- **Short exercise**:
Will you quote only the lines starting at the one that contains "query | spot the bed and" and ending with the last line of the listing below, inclusive?

------------------------

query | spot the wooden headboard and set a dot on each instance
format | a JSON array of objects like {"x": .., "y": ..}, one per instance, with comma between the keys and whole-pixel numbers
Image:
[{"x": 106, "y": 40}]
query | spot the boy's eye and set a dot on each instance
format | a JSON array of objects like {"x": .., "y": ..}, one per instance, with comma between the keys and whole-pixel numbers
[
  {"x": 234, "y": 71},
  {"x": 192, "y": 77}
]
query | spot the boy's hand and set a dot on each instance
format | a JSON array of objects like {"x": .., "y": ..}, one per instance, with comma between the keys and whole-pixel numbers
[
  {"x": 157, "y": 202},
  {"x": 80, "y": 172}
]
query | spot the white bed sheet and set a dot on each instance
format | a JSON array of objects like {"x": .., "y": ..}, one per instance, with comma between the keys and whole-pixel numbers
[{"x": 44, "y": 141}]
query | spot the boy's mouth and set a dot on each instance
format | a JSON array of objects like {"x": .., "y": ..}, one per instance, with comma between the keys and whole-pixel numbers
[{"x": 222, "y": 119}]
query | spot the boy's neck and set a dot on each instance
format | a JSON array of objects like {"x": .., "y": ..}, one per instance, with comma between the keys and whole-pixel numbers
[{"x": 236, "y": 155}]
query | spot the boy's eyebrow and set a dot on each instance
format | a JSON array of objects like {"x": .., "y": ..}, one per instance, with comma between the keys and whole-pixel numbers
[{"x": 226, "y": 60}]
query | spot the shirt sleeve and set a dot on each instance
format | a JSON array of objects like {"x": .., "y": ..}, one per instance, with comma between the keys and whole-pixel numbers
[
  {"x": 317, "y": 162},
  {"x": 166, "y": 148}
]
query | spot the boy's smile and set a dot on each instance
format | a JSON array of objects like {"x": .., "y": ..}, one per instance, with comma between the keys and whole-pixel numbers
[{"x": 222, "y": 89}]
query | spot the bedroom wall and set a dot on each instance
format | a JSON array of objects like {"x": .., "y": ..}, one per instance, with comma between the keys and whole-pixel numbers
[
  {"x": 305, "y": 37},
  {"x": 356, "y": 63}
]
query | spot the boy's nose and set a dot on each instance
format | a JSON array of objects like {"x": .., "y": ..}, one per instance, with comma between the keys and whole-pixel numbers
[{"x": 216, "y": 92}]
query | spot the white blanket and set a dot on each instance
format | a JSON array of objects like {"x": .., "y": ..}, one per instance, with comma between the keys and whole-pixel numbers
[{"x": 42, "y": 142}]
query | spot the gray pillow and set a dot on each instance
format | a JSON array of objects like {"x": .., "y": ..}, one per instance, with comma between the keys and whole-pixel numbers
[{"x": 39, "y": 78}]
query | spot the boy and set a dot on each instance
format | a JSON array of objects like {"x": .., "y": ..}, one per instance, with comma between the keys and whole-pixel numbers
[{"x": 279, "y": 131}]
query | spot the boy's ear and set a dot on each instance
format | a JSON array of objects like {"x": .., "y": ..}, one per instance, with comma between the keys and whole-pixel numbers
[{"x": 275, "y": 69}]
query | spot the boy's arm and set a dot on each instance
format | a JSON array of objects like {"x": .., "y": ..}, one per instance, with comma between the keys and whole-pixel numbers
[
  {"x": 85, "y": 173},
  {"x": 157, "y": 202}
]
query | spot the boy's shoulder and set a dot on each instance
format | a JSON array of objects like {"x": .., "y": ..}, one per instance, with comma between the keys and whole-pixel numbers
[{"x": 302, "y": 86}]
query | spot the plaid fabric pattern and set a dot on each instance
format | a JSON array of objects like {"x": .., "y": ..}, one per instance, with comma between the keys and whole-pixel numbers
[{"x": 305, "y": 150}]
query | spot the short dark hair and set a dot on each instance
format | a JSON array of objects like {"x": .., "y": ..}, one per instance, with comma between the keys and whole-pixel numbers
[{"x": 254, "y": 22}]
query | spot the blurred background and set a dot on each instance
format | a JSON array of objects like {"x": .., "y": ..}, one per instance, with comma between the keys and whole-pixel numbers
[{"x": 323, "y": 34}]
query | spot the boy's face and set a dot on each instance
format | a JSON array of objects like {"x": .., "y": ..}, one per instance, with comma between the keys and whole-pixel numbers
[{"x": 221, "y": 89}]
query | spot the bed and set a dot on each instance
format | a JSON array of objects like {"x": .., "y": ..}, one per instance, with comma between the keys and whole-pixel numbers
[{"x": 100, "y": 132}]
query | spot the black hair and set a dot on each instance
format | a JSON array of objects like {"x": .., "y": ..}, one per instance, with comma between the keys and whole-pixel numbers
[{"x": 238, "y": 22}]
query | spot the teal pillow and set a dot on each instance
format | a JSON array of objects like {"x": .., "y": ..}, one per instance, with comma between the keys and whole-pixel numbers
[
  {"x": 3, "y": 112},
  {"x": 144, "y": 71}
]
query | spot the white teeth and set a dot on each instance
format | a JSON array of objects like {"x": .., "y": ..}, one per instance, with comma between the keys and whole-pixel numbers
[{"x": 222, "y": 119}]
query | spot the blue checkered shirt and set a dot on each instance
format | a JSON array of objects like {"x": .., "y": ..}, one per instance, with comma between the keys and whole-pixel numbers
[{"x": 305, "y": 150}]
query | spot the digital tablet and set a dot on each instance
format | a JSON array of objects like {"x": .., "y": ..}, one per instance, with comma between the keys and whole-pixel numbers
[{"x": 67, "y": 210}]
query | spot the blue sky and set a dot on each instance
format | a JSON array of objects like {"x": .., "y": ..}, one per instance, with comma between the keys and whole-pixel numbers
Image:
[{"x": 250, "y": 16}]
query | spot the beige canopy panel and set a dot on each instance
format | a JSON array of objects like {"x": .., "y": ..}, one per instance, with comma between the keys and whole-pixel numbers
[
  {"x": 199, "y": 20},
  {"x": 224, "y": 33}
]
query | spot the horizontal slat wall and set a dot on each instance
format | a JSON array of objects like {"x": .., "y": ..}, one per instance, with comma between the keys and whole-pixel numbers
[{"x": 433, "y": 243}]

------------------------

- **Final result**:
query | spot the bed and set a dot on each instance
format | a JSON array of objects like {"x": .., "y": ..}, one per instance, with comma between the keys and whole-pixel numbers
[{"x": 100, "y": 132}]
query | spot the black hair and set a dot on each instance
format | a JSON array of objects like {"x": .., "y": ..}, one per instance, with comma between the keys and whole-pixel numbers
[{"x": 238, "y": 22}]
query | spot the teal pillow and set a dot on each instance
format | a JSON array of objects like {"x": .., "y": ..}, one per instance, with comma between the keys and whole-pixel numbers
[
  {"x": 3, "y": 112},
  {"x": 144, "y": 71}
]
query | spot the white teeth and set a dot on each instance
format | a JSON array of objects like {"x": .., "y": ..}, one per instance, with comma between the keys and whole-pixel numbers
[{"x": 222, "y": 119}]
query | spot the blue checkered shirt and set a dot on each instance
format | a JSON array of objects like {"x": .., "y": ..}, one per instance, with comma between the keys and whole-pixel numbers
[{"x": 305, "y": 150}]
query | spot the digital tablet and set a dot on each instance
format | a JSON array of objects like {"x": .., "y": ..}, one per instance, with comma between the keys and whole-pixel numbers
[{"x": 67, "y": 210}]
query | spot the blue sky and set a dot on each instance
format | a JSON array of objects like {"x": .., "y": ..}, one per instance, with comma between the keys and whole-pixel numbers
Image:
[{"x": 250, "y": 16}]
query | spot the beige canopy panel and set a dot on each instance
format | a JSON array of objects like {"x": .., "y": ..}, one per instance, with comma between the keys and whole-pixel numbers
[
  {"x": 199, "y": 20},
  {"x": 224, "y": 33}
]
query | spot the horizontal slat wall and set a dot on each instance
format | a JSON array of objects like {"x": .., "y": ..}, one per instance, with comma between the keys and whole-pixel numbers
[{"x": 433, "y": 243}]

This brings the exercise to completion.